**TEXT PROVIDED:**

[start]

As you might imagine, I do quite a lot of reading every day. I try to share it with my readers when I see an idea that catches my eye. I try to understand what’s really going on and how people feel about what is going on. It’s important to know the trends and narratives that are critical to market participants and where are they in their life cycle.
One trend I’ve noticed recently is the growing participation in the financial markets by young individuals. Since many discount brokerage firms went “commission-free” recently, following in the footsteps of a firm named Robinhood, the interest in quick trading has gone up significantly.
Of course, you have to ask the question, “If brokerage firms are letting you make trades with no commissions, how are they making money?” It’s a good question that you should ask. I suspect they are not doing it out of the goodness of their hearts. But that is a subject for another day.
The stock market has set many new records in 2020. After putting in the fastest 10 percent decline from a new high, it then put in the fastest 20 and 30 percent declines. Since then, however, it’s now put in the fastest recovery in history from a crash. An unprecedented boom in money printing for the explicit purpose of supporting asset prices is certainly part of the reason for the recovery. But it is also important to note that money printing has inspired an unprecedented boom in financial market speculation by retail traders.
If you combine massive money printing by the Federal Reserve with mass speculation and record low liquidity (in the futures and almost every other market), you get the fastest 50-day rise in the stock market on record. As a result, we now have an army of traders who believe they are the second coming of Warren Buffett. While the Oracle of Omaha now looks foolish for selling his airline stocks, those who bought them up over the past several months are gloating like you rarely see in this game. An old Wall Street saying is, “Everybody is a genius in a bull market.” The largest 50-day gain in history is creating a lot of geniuses right now.
To get a sense of the mindset of many of these traders, the Wall Street Journal spoke to a few of them, and they make no bones about gambling with the funds the government sent them as part of the CARES Act, trying to double or triple it in just a day’s time.
In 1999 and 2000, day traders went for the hottest internet stocks of the day in trying to make big returns. (Do you remember the E-Trade baby commercial? Quit your job and just day-trade for a living.) Eventually, many of those traders went bankrupt and went back to real jobs. Today, many people are looking for out-sized returns in the stocks that have already filed for bankruptcy protection!
If there’s a lesson from that earlier period, it’s this: This rally has humbled not only Warren Buffett but also many other legendary investors who have bet against it. It seems like it may soon be time for it to carry out those betting with it.

[end]

**DATA FOR PROCESSING:**
[start]

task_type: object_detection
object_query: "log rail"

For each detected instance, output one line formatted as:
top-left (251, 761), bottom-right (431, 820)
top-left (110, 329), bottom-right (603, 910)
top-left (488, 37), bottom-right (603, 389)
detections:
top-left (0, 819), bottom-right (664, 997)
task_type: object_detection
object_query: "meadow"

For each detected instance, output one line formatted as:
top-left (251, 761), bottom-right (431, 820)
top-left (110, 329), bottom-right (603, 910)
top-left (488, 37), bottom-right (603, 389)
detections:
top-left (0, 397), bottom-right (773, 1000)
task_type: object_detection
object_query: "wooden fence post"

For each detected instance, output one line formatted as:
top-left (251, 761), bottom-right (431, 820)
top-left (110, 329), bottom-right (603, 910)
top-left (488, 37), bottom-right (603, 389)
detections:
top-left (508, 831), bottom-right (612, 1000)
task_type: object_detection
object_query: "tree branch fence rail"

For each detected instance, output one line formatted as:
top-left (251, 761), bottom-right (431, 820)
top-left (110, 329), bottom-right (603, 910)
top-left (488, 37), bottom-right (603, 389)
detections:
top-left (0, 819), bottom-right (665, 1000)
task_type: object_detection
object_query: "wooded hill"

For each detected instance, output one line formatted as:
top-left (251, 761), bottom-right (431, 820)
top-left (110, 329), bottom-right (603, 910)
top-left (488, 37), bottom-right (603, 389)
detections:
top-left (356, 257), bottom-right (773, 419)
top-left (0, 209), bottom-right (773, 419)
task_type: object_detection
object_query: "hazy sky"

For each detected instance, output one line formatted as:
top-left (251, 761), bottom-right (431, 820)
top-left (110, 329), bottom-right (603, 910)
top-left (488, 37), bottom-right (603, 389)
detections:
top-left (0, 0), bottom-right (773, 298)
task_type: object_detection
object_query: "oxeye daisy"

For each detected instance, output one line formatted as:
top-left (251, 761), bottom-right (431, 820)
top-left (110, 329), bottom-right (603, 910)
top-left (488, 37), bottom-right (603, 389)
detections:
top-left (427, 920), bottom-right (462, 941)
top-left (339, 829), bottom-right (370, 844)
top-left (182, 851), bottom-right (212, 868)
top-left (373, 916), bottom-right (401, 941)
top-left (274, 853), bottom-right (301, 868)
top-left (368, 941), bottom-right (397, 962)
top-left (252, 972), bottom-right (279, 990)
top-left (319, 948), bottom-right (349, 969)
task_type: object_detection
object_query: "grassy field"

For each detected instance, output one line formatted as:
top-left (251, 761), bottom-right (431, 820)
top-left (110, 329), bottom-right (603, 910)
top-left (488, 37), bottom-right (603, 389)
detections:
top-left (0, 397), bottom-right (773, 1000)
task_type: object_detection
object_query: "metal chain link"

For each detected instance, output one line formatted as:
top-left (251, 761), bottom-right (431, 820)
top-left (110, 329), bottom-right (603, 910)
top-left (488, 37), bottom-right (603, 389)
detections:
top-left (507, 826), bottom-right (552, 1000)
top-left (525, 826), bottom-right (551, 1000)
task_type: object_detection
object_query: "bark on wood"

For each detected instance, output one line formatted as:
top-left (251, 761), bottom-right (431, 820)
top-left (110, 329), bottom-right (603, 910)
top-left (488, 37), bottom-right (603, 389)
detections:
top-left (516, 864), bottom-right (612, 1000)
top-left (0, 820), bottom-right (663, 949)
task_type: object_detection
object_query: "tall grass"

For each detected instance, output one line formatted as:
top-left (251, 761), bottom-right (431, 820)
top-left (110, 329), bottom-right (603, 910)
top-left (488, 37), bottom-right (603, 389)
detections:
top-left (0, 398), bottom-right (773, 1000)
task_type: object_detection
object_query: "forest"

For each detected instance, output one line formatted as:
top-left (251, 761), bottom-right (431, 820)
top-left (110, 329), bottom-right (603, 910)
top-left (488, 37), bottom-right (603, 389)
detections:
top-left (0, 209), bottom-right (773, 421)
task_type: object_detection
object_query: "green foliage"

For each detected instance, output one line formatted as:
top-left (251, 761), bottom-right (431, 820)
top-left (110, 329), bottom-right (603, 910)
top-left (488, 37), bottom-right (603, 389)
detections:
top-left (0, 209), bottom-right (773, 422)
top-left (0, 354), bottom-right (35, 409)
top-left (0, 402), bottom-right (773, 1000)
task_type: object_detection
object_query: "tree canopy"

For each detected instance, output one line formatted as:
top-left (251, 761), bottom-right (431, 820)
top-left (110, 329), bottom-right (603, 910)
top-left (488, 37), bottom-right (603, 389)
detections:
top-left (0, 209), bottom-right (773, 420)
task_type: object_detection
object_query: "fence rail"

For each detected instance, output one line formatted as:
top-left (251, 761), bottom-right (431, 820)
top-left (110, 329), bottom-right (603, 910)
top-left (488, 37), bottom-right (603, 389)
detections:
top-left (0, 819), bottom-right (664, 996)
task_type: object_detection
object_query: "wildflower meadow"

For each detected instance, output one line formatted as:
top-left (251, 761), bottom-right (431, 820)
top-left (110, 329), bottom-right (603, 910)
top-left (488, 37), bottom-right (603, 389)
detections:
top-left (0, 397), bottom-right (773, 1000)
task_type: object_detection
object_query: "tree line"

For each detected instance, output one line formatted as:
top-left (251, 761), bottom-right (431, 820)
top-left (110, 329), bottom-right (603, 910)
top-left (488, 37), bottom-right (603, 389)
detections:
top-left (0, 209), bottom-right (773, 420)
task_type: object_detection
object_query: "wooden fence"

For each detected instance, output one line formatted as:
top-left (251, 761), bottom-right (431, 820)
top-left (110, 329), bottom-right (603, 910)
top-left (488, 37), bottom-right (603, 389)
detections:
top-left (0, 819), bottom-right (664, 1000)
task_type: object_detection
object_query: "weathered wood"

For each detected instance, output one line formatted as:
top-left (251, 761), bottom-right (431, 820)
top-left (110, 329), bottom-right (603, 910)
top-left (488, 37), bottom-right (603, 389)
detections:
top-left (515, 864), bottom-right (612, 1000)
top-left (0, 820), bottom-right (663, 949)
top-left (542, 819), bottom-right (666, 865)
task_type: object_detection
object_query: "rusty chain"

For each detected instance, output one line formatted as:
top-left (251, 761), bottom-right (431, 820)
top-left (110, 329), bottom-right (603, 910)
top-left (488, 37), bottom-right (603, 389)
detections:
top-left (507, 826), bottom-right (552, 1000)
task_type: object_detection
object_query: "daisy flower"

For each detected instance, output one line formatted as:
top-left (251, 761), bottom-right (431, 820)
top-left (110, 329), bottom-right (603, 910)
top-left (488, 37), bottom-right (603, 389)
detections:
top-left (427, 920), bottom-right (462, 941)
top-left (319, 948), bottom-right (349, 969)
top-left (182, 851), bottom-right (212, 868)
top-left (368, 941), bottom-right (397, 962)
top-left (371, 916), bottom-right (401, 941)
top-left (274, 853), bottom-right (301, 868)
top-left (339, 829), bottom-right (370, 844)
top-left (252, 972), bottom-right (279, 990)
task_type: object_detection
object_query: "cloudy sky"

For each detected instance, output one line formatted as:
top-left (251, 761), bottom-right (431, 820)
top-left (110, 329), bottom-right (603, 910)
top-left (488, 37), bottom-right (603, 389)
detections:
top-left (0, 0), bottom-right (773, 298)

[end]

**WHAT YOU WILL DO:**
A: According to the article on retail trading, what old Wall Street saying does it quote?
B: Please select every line of the entries that contains the string "rail". Case counts.
The article on retail trading and the entries come from unrelated sources.

**EXERCISE RESPONSES:**
A: "Everybody is a genius in a bull market."

B:
object_query: "log rail"
object_query: "tree branch fence rail"
object_query: "fence rail"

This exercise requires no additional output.